▶ [What you have to do]: Once you have read the records below, print them again exactly as they stand.

▶ [Data for analysis]:
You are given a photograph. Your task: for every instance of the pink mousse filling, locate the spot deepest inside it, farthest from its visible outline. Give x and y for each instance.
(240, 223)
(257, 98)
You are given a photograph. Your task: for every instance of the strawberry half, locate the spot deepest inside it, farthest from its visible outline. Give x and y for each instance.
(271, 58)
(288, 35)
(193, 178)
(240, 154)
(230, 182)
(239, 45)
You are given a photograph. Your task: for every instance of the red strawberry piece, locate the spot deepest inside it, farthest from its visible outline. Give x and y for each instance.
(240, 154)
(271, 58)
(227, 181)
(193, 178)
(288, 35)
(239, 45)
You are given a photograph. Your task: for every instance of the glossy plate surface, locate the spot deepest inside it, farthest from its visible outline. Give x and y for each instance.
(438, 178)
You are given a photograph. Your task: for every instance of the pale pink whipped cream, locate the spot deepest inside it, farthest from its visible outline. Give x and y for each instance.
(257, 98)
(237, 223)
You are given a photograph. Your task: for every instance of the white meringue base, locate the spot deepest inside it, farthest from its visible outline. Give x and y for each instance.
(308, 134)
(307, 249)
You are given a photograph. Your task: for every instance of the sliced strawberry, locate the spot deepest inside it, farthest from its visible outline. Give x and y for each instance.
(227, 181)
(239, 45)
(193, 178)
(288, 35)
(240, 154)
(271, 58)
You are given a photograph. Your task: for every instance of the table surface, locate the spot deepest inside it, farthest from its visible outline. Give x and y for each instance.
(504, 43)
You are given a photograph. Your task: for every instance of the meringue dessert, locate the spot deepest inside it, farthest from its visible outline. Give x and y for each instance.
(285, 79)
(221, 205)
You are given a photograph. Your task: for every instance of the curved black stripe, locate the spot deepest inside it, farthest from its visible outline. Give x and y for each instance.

▶ [Final answer]:
You are given a photograph. Your task: for every instance of the pink mousse filling, locate the spot deepest inside it, farthest from its visible outline. Give x and y for each instance.
(240, 223)
(257, 98)
You are given a photograph. Your task: for every instance of the strawberry half, locate the spot deepest inside it, farthest from its visible outline. Give x and y for each instance.
(271, 58)
(288, 35)
(193, 178)
(240, 154)
(230, 182)
(239, 45)
You are given a photograph. Your task: for every instance of the red strawberry piece, locate the spot deepest inside it, farthest from its visible outline. Give x and y for each instance.
(240, 154)
(271, 58)
(227, 181)
(193, 178)
(288, 35)
(239, 45)
You are given a photograph. Your task: for every instance of the glossy plate surface, locate the spot deepest inside it, farthest from its visible outline. Give x and y for each instance.
(438, 178)
You are given a photograph. Your task: for every instance of the pale pink whipped cream, locate the spot deepest inside it, farthest from its visible outline. Give x and y for each instance.
(257, 98)
(237, 223)
You are given a photograph. Your task: for every instance of the white meringue base, locate the spot deepest inside it, farthest from its visible outline. Give x and y for each instance.
(308, 134)
(307, 249)
You are given a photograph. Your task: for every instance of the sliced strawberry, locate the spot deepest inside it, farthest from its visible outline. Give x and y for each instance.
(227, 181)
(239, 45)
(193, 178)
(288, 35)
(240, 154)
(271, 58)
You are given a photograph. Your task: for every instance of the table surface, locate the spot deepest inside it, farthest from its visible outline. Give x and y for each instance.
(504, 43)
You are given a photograph. Your task: for every instance of the meringue dessert, locate the spot deepest inside it, farthest from its visible outline. Give x and y for each instance.
(285, 79)
(221, 205)
You are given a photograph. Your task: for every instance of the curved black stripe, locate the spot deepest inside it, farthest from its visible outline. Give x and y for each instance.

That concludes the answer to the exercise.